| PROMPT |
Edit the data below so that every "instance" becomes "occurrence". Keep everything else the same, and leave the pictures out of your answer.

| MATERIAL PROVIDED |
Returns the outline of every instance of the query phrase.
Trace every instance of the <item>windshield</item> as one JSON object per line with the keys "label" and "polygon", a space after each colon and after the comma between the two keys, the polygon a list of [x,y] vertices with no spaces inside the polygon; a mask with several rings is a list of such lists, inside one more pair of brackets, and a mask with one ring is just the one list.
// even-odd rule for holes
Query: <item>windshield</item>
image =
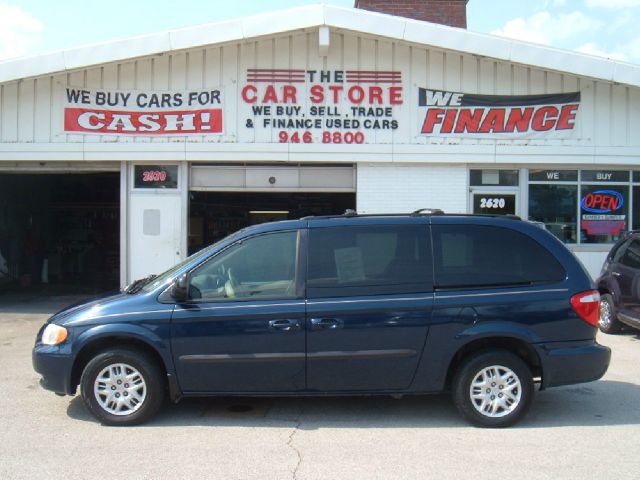
{"label": "windshield", "polygon": [[182,268],[184,268],[187,264],[193,262],[194,260],[197,260],[198,258],[201,257],[205,257],[209,254],[209,252],[211,252],[211,250],[215,249],[218,245],[220,245],[222,242],[226,241],[228,238],[230,237],[234,237],[236,236],[238,233],[240,233],[242,230],[223,238],[222,240],[217,241],[216,243],[209,245],[208,247],[203,248],[202,250],[194,253],[193,255],[185,258],[183,261],[181,261],[180,263],[174,265],[173,267],[171,267],[169,270],[167,270],[164,273],[161,273],[160,275],[158,275],[157,277],[153,278],[153,282],[150,282],[148,284],[146,284],[145,286],[143,286],[141,288],[142,291],[144,292],[151,292],[153,290],[155,290],[156,288],[158,288],[161,285],[164,285],[165,283],[167,283],[169,280],[173,279],[176,276],[176,273],[178,273],[180,270],[182,270]]}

| WRITTEN REPLY |
Returns the outline of every occurrence of the query phrase.
Trace every occurrence of the <item>windshield</item> as one JSON object per line with the keys "label" and "polygon", a space after each colon and after the comma between the two keys, the polygon a list of [x,y] vertices with no spaces inside the polygon; a mask with several rings is a list of such lists, inside one more pair of brackets, and a mask with one ring is just the one list.
// even-odd rule for holes
Query: <item>windshield</item>
image =
{"label": "windshield", "polygon": [[182,268],[184,268],[187,264],[193,262],[194,260],[197,260],[198,258],[201,257],[205,257],[209,254],[209,252],[211,252],[211,250],[215,249],[218,245],[220,245],[222,242],[226,241],[228,238],[230,237],[234,237],[236,236],[238,233],[240,233],[242,230],[223,238],[222,240],[217,241],[216,243],[209,245],[208,247],[203,248],[202,250],[194,253],[193,255],[185,258],[183,261],[181,261],[180,263],[174,265],[173,267],[171,267],[169,270],[167,270],[164,273],[161,273],[160,275],[158,275],[157,277],[153,278],[153,282],[150,282],[148,284],[146,284],[145,286],[143,286],[141,288],[142,291],[144,292],[151,292],[153,290],[155,290],[156,288],[158,288],[161,285],[164,285],[165,283],[167,283],[169,280],[173,279],[176,276],[176,273],[178,273],[180,270],[182,270]]}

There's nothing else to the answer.